#### Что сделать:
**A)** В каком году, согласно статье об Александре Шмемане и теологии литературы, в России вышли его дневники?
**B)** Подхватите статью об Александре Шмемане и теологии литературы и продолжите её сразу после последнего приведённого предложения.

#### Фрагмент статьи:
▼▼▼
№1, 2012/История литературы

Александр Шмеман и его «исследовательская лаборатория» по теологии литературы

История идей

Владислав БАЧИНИН

АЛЕКСАНДР ШМЕМАН И ЕГО «ИССЛЕДОВАТЕЛЬСКАЯ ЛАБОРАТОРИЯ» ПО ТЕОЛОГИИ ЛИТЕРАТУРЫ

1

Современное культурное сознание охотно признает существование художественных текстов, в которых есть много такого, что не поддается объяснениям не только с литературоведческих, но даже и с философских, социологических, культурологических, антропологических, психологических и прочих гуманитарных позиций. Ссылаясь на нерефлексируемые семантические «резидиумы» и смысловые «бездны», присутствующие в таких текстах, это сознание, однако, далеко не всегда дает себе отчет в том, что констатации такого рода окрашены, как правило, в секулярные тона. И уж совсем редко можно услышать, что все эти затруднения связаны с игнорированием внутренней трансцендентности, присутствующей в каждом художественно значимом тексте, и что именно она-то и есть та «кладовая» абсолютных смыслов, ключи от которой могут быть лишь у исследователей, мотивационно предрасположенных и профессионально подготовленных к богословским (теологическим) интерпретациям художественных текстов.

В наш секулярный век специалистов, склонных к интерпретациям подобного рода, не так уж много. Именно поэтому столь ценными представляются аналитические опыты русского богослова Александра Шмемана (1921-1983). Окончивший Православный богословский институт в Париже, учившийся у С. Булгакова, А. Карташева, Б. Вышеславцева, К. Мочульского, разносторонне образованный, влюбленный в литературу, предпочитавший чтение всем прочим формам заполнения досуга, о. Александр оставил множество интереснейших мыслей, тонких наблюдений, касающихся как отдельных писателей, русских и западных, так и всего литературного процесса в целом. Ими наполнены его дневники, изданные в России в 2005 году[1].

Необычайно много читая, Шмеман особенно любил мемуары, дневники, переписки, жизнеописания как священнослужителей, так и людей сугубо светских, как православных, так и католиков, протестантов и даже неверующих. Его всерьез интересовали автобиографические тексты «с обратным знаком», принадлежащие умным, талантливым, честным в своих самооценках атеистам. Он видел несомненную пользу таких сочинений в том, что они способны вводить читателя в такие миросозерцательные лабиринты, куда редко удается проникнуть теоретикам-гуманитариям. Примечательно, что картины живой жизни человеческой души, заплутавшей в смыслах бытия, вызывали у него несравнимо больший интерес, чем абстрактные рассуждения о «высоких материях» иных ученых мужей. Кого-то может шокировать признание Шмемана в том, что на него нагоняли неимоверную тоску сочинения многих отцов и учителей церкви и что важное место в жизни его души и духа занимали, кроме самых разных дневников и биографий, также русская и французская поэзия и проза. Он признавался: «Я не люблю «идейной» литературы: философии, богословия и т. д. Не люблю потому, думаю, что ощущаю ее ненужной мне, моему видению жизни и религиозному опыту. Идеям и идеологиям предпочитаю конкретное, живое, единичное. Так, всю жизнь читал о французских модернистах, но интересуют меня они как люди, а не их идеи <...> Никакие «общие идеи» не объясняют реальности и потому, в сущности, не нужны…» (21 мая 1975)[2].
▲▲▲
[Записи с разметкой границ]
▼▼▼
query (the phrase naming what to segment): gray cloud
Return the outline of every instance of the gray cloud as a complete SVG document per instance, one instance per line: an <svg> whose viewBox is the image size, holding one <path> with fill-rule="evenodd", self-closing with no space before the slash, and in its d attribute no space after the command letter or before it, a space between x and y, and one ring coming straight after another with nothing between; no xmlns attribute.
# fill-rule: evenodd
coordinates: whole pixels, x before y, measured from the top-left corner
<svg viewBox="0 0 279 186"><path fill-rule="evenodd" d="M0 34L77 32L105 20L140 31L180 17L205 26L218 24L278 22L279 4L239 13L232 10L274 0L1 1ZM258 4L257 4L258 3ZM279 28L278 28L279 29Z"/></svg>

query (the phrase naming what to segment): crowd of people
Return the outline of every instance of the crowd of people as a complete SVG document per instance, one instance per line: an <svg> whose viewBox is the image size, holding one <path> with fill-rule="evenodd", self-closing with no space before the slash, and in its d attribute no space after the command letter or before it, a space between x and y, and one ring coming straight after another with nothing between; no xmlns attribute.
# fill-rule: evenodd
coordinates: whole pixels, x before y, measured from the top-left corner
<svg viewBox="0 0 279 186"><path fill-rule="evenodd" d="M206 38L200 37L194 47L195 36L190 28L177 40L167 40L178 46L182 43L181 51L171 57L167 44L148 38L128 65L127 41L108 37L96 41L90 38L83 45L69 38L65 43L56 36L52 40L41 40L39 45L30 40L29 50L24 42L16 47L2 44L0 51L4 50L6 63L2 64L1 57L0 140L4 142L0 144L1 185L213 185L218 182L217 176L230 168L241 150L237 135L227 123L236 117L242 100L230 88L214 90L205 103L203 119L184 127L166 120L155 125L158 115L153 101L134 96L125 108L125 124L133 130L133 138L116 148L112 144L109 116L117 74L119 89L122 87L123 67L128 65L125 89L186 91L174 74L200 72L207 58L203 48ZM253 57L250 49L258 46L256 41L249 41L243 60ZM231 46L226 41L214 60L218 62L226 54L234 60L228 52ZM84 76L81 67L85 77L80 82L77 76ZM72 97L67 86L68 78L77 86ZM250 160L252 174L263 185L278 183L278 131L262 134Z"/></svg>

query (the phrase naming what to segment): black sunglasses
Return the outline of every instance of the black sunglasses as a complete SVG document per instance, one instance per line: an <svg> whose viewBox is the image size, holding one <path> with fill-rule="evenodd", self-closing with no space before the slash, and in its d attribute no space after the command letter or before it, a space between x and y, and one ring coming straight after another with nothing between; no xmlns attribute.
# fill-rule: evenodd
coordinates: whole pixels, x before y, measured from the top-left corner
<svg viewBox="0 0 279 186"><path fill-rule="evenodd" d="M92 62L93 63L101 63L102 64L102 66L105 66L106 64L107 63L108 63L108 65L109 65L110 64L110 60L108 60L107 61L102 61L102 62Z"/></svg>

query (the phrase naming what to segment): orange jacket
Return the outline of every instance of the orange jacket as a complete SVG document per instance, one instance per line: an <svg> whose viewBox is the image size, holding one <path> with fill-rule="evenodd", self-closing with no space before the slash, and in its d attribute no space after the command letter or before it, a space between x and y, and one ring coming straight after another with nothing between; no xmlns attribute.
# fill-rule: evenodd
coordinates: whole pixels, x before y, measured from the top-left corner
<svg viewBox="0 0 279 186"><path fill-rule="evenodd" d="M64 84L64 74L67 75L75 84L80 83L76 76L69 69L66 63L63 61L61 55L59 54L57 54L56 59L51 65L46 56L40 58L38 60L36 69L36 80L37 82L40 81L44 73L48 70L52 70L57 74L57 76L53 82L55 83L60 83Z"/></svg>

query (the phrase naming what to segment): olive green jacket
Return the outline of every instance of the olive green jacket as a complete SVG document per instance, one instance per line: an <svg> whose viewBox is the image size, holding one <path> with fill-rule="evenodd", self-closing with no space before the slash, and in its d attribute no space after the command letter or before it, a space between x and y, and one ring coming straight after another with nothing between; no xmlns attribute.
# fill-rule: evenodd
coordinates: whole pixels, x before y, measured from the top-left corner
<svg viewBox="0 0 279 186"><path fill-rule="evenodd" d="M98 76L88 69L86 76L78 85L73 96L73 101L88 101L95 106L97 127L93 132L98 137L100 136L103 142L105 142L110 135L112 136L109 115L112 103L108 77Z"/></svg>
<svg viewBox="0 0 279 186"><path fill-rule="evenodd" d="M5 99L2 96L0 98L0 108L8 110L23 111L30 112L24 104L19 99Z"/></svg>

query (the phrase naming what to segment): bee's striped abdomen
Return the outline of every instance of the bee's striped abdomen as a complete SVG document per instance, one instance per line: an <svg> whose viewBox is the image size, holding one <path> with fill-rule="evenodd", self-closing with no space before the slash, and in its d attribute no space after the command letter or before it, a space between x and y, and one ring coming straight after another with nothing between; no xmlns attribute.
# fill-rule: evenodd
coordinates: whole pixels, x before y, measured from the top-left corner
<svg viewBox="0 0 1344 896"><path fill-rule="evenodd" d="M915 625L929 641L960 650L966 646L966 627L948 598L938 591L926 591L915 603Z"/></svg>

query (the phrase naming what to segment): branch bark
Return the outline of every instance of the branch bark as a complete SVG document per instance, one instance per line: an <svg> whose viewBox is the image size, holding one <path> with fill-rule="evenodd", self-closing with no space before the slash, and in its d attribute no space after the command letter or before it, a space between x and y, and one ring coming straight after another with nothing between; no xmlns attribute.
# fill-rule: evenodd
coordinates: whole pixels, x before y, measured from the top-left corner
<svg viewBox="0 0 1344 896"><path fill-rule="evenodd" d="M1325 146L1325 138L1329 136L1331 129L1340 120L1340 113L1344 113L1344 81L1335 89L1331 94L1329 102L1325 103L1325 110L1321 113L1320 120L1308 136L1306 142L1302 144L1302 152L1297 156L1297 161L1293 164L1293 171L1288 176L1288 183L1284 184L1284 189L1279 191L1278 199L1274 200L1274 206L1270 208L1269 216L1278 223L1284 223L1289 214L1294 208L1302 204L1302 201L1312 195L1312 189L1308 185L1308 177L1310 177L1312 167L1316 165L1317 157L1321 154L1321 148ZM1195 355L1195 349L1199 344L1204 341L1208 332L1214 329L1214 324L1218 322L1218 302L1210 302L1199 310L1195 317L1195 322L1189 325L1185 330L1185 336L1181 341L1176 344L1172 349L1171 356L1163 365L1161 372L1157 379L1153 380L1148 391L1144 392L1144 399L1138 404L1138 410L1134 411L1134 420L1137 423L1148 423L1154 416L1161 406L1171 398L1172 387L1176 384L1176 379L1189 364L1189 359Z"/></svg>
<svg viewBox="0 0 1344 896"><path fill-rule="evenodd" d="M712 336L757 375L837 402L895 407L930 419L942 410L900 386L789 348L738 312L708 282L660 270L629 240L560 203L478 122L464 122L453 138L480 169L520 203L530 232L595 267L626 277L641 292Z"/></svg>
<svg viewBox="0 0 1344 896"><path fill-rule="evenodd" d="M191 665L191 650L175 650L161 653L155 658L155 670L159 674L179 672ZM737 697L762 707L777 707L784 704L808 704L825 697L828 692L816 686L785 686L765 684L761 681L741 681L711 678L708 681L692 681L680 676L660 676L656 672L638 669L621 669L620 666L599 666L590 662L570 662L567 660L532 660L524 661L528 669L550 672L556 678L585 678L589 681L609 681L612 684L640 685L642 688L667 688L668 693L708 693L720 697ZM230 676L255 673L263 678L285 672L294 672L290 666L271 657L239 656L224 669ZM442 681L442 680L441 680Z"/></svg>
▲▲▲
#### Ответы:
**A)** В 2005 году.

**B)**
Шмеману присуще развитое в высшей степени умение оценивать прозаические и поэтические тексты не только в категориях эстетики и этики, но и в понятиях христианского богословия. Точнее, его оценки оказываются чаще всего интегральными, синтетичными, то есть одновременно и эстетическими, и нравственно-этическими, и богословскими. Это существенно повышает их значимость, придает им какую-то особенную глубину, почти афористичную ясность и чеканность. Его оценочные суждения, питаемые библейско-христианской ценностно-нормативной традицией, надежно защищены от проявлений неосновательного субъективизма и капризной «вкусовщины».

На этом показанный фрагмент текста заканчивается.